*** Supplied material ***

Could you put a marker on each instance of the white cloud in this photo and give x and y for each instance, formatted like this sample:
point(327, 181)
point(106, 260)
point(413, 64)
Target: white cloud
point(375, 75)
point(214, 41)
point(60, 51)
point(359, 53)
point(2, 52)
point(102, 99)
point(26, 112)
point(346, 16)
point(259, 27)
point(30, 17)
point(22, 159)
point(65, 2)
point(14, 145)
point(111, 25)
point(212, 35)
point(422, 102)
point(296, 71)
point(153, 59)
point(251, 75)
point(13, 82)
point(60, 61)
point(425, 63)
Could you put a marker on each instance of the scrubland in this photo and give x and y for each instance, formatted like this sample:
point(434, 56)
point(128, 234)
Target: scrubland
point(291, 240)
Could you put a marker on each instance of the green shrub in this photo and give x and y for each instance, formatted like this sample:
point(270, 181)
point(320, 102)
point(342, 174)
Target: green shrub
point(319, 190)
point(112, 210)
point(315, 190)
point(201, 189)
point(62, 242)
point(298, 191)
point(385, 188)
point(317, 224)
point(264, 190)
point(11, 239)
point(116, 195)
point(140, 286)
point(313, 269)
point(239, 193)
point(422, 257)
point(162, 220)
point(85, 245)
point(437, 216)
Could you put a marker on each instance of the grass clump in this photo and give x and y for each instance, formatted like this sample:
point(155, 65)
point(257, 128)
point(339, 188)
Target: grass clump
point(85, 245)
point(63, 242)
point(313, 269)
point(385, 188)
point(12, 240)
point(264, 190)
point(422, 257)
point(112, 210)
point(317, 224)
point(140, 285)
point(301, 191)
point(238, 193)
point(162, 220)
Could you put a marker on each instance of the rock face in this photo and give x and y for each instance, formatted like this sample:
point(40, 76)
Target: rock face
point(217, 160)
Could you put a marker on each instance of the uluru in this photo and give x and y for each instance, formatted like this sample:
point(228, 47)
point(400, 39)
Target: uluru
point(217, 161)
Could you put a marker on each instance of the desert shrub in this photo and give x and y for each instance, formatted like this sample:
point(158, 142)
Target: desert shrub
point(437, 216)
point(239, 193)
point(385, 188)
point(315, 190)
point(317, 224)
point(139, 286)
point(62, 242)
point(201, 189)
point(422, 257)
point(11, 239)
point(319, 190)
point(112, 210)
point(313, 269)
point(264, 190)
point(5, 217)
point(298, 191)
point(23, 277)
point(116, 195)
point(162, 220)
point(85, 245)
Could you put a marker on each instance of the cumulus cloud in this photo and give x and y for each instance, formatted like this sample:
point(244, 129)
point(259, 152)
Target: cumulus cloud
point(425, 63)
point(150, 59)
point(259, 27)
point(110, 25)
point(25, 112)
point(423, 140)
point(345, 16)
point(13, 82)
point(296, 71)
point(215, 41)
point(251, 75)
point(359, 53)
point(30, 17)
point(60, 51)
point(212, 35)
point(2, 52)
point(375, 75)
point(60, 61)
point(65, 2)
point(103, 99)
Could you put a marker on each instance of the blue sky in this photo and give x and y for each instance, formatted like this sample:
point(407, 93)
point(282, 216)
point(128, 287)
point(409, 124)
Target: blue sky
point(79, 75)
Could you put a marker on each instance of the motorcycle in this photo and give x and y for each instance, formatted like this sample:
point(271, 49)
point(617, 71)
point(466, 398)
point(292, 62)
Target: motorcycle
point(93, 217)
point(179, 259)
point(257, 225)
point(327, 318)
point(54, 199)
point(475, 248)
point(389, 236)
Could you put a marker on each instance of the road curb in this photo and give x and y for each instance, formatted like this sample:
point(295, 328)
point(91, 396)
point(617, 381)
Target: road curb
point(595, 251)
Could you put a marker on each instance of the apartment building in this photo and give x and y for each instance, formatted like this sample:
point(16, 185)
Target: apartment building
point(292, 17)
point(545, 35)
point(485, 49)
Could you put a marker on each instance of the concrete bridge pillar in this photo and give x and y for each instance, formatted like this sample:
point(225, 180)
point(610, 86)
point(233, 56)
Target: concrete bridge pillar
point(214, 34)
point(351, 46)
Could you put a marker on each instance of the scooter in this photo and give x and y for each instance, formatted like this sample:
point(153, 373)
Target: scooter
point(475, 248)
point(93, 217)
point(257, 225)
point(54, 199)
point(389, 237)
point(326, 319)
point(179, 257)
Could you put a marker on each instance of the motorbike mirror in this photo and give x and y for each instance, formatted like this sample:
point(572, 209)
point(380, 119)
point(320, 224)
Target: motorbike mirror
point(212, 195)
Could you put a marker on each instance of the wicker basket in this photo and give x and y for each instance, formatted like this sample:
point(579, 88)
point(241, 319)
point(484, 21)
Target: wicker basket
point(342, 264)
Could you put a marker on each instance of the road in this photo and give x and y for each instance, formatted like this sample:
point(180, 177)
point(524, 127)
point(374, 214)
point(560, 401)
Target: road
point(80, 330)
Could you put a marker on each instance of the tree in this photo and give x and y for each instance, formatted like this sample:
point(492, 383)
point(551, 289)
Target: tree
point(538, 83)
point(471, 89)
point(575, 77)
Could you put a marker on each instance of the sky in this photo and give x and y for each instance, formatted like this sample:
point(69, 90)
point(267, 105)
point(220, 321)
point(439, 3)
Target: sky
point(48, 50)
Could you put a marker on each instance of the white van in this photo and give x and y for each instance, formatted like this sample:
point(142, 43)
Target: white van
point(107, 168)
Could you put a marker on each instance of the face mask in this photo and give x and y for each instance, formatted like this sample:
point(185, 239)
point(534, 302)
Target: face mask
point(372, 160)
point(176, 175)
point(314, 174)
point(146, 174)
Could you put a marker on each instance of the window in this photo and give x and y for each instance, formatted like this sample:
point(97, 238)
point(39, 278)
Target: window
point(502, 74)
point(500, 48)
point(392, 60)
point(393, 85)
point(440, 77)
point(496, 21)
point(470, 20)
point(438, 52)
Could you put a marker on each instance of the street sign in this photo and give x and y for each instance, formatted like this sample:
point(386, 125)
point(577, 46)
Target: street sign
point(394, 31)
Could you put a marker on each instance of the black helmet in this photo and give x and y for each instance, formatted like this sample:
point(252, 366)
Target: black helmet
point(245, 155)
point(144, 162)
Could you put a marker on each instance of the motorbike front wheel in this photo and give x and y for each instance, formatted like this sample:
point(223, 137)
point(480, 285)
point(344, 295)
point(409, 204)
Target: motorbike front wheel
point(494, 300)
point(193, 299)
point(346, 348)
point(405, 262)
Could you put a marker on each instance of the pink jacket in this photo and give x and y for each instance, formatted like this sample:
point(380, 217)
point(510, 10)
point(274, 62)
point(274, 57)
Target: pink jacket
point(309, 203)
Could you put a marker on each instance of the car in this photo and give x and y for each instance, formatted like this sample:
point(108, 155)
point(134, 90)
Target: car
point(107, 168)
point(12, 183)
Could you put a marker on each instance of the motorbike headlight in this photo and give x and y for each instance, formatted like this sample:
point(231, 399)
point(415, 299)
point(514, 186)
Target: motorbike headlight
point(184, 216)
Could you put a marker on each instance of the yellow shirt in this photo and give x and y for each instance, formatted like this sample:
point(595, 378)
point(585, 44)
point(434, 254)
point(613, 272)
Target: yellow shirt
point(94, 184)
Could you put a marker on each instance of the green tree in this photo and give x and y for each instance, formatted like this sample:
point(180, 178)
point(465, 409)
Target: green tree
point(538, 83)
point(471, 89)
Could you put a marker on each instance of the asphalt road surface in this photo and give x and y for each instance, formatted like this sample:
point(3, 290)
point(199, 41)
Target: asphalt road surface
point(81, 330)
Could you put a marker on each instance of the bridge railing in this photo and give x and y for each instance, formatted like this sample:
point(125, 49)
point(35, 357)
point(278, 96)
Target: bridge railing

***

[Exercise prompt]: Once you find the string "railing" in a line of the records, copy that line.

[Response]:
Could you put a marker on each instance of the bridge railing in this photo and give x and y for each instance, formatted like this sample:
Target: bridge railing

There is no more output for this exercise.